WORK TO DO.
A: For the thread on deer density, decide whether each statement agrees with it, answering yes or no and quoting the deciding words. (i) Lands under 10% forested are the only situation described where hunters can truly and easily impact deer density. (ii) Deer rarely walk more than a mile to feed at night. (iii) Under the MDNR system, a hunter who shoots a button buck must use a buck tag.
B: Please transcribe everything in the thread on deer density from "just to quantify" down to "feed at night).".

TEXT EXCERPT.
You bet. You could knock a deer herd down fast in that type of situation. Open lands (<10% forested) are the only situation we have seen where hunters can truly and easily impact the deer density. Up to 50% forested, you can knock them down some but certainly nowhere near out. Above 50% forested, you will have a tough time controlling herd density, let alone knocking it down.


----------



## rzdrmh (Dec 30, 2003)

that's very good information to know about doe harvests.. fortunately, we're conservative.

just to quantify that - when you refer to % wooded, are you referring to a land area at least as large as a section? so if my section was > 50% wooded, it would be difficult to significantly affect the density?


----------



## BSK (Apr 10, 2004)

Correct. Just remember to look at all the surrounding habitat. A given property may have no woods, but if there is a substantial block of woods a half mile away, the deer have a refuge to hide in during daylight (deer will frequently walk more than a mile to feed at night).


----------



## johnhunter (Jun 17, 2000)

Remember also, within the context of this discussion, the term "woods" is broadly "cover". You can hide a lot of deer in non-wooded "cover" (old fields, dogwood/willow thickets, warm-season grasses, marshes, swamps, fens, shrub-covered hillsides, etc.), that may not ordinarily be called "woods". 

In much of the farm country habitat with which I am most familiar, deer are more likely to locate their bedding areas in non-wooded cover than they are woodlots.


----------



## bwiltse (Jan 18, 2000)

To tag or not tag a button buck has been a hot issue for a long time. The impact either way is probably more of a mindset issue, which can be important but difficult to evaluate.

You could require a button buck to be tagged with a buck tag without penalizing the hunter (other than making the hunter use a buck tag and if they don't have a buck tag, then use an antlerless tag). 

The MDNR has somewhat of an in between system, whereby if you shoot a button buck, you can choose to use a buck tag.


----------



## BSK (Apr 10, 2004)

farmlegend,

Good point. "Quantifying" the value--to deer--of different cover is difficult. Deer can "hide" from hunters in any woods, but there are many gradations of "woods." How old is the timber? How much undergrowth is there? A mature, open-understory woods produces less cover than a good stand of warm-season grasses, yet grasses can be seen into from an elevated position (an adjoining higher terrain location).

I forgot to add grasses as cover in my previous posts. They certainly are used extemsively by deer in the Midwest, especially the western Midwest.

MATERIAL PROVIDED.
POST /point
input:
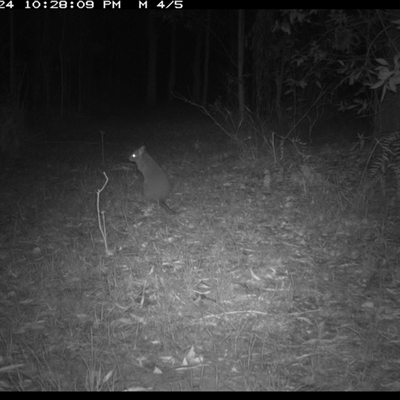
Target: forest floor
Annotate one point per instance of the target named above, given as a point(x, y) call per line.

ANSWERS PROVIDED.
A:
(i) Yes: "Open lands (<10% forested) are the only situation we have seen where hunters can truly and easily impact the deer density."
(ii) No: "deer will frequently walk more than a mile to feed at night"
(iii) No: "whereby if you shoot a button buck, you can choose to use a buck tag."

B:
just to quantify that - when you refer to % wooded, are you referring to a land area at least as large as a section? so if my section was > 50% wooded, it would be difficult to significantly affect the density?


----------



## BSK (Apr 10, 2004)

Correct. Just remember to look at all the surrounding habitat. A given property may have no woods, but if there is a substantial block of woods a half mile away, the deer have a refuge to hide in during daylight (deer will frequently walk more than a mile to feed at night).